START THE RECORDS
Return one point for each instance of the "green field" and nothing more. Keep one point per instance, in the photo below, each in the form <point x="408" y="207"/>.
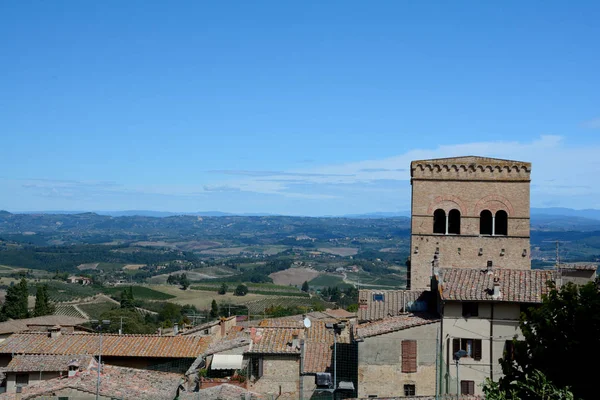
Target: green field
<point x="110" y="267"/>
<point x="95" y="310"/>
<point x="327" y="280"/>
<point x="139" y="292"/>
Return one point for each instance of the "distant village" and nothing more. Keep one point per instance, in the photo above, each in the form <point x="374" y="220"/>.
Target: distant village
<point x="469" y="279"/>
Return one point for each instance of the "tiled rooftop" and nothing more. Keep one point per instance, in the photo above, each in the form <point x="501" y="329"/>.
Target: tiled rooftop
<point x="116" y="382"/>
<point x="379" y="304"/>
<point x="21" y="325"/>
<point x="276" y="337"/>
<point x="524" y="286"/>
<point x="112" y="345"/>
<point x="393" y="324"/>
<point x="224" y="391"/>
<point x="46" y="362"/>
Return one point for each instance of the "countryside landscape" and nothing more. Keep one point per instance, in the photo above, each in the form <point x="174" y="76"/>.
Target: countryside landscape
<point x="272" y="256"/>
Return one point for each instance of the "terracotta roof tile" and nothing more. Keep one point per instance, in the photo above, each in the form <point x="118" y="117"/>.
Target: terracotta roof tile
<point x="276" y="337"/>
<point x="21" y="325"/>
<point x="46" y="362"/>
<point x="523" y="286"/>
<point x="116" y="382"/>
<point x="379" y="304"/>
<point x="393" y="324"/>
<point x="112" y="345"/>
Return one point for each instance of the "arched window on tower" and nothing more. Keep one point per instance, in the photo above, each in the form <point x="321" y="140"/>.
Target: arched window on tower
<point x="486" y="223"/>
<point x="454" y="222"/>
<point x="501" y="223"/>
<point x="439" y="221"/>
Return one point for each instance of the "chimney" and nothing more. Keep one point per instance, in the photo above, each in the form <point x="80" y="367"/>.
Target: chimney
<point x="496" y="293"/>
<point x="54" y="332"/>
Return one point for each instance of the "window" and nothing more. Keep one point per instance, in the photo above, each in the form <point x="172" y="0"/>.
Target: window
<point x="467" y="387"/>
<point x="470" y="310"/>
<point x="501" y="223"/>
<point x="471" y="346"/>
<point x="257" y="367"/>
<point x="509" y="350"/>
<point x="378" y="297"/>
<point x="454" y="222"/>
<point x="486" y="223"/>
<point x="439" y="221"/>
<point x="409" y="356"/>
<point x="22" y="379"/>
END THE RECORDS
START THE RECORDS
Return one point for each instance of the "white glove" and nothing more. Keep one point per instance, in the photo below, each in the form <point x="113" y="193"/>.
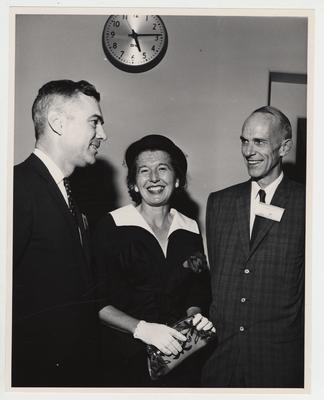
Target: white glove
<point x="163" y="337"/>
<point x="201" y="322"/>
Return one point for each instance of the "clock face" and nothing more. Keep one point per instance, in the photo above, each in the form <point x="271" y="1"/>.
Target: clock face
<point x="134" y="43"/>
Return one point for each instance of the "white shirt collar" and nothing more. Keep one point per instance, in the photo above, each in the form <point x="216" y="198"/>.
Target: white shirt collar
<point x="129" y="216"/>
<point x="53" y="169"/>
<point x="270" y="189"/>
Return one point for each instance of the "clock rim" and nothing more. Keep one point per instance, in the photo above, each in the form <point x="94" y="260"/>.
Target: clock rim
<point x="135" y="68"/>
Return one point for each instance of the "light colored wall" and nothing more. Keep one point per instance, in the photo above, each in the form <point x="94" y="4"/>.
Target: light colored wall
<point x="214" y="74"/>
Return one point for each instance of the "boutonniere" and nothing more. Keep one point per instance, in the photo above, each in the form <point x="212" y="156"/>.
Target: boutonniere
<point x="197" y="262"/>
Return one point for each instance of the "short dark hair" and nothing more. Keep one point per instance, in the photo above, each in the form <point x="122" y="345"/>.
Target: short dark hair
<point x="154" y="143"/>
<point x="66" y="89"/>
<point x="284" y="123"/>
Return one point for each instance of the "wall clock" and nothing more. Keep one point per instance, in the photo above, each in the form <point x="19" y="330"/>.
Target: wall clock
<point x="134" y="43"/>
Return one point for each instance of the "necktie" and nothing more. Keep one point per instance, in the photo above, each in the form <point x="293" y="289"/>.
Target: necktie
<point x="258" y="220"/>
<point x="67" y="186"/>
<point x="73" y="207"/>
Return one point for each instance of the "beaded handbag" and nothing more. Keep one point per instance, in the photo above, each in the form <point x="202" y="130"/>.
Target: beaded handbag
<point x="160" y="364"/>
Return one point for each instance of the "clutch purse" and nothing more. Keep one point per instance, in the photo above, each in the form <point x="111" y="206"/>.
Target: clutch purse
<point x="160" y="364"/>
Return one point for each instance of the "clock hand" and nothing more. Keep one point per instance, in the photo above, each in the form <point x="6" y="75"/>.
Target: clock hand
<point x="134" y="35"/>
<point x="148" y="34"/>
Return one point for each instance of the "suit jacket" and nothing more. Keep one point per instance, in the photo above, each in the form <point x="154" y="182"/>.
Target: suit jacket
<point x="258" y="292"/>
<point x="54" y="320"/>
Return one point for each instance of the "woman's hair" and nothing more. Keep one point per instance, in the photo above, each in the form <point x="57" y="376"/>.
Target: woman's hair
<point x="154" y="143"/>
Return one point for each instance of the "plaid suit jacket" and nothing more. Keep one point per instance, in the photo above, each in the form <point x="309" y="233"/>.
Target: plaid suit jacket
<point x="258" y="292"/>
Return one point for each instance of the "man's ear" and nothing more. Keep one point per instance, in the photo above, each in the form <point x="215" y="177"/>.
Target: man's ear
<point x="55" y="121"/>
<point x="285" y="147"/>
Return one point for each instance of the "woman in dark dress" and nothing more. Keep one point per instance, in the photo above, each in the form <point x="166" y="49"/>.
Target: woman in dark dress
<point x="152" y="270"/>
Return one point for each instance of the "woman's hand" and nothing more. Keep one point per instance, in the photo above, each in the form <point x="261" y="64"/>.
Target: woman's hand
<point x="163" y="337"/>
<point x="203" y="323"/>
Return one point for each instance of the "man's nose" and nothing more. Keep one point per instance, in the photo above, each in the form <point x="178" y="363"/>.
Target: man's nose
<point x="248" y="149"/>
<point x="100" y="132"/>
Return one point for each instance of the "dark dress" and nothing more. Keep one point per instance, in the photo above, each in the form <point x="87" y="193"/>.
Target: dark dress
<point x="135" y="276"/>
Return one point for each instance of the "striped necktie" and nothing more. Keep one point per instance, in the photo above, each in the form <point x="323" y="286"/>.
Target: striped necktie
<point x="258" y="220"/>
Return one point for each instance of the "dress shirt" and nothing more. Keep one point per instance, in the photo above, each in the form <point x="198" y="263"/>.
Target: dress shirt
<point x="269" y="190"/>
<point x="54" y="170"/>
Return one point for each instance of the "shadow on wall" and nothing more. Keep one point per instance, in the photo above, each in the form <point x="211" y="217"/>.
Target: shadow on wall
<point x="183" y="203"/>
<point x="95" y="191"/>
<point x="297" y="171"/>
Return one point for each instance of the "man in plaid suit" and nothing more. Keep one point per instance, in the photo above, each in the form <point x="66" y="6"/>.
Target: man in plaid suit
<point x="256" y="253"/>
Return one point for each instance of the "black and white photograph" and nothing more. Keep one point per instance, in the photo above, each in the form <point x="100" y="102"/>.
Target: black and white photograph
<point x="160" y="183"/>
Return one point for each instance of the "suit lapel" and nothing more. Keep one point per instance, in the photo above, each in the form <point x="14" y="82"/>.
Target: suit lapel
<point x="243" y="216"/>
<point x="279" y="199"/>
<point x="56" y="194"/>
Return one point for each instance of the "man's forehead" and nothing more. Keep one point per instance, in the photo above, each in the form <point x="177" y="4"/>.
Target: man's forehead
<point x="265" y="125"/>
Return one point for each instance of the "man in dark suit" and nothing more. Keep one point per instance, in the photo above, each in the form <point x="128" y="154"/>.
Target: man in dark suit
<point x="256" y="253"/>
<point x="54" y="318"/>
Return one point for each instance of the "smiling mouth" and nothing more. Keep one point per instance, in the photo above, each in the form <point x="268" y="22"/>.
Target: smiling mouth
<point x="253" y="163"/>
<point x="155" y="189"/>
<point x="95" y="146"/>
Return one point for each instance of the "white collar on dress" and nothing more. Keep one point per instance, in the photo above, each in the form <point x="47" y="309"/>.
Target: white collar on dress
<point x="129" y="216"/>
END THE RECORDS
→ WHAT IS REQUIRED
Wherever the string "below" occurs in the data, copy the line that holds it.

→ TASK ANSWER
Return one point for each instance of the "green field" and nothing more. Keep one point per instance, in the photo below, each in the form <point x="408" y="207"/>.
Return one point for each instance of the "white glove" and nothing more. Keep one point per instance, in the photo below, each in the form <point x="113" y="193"/>.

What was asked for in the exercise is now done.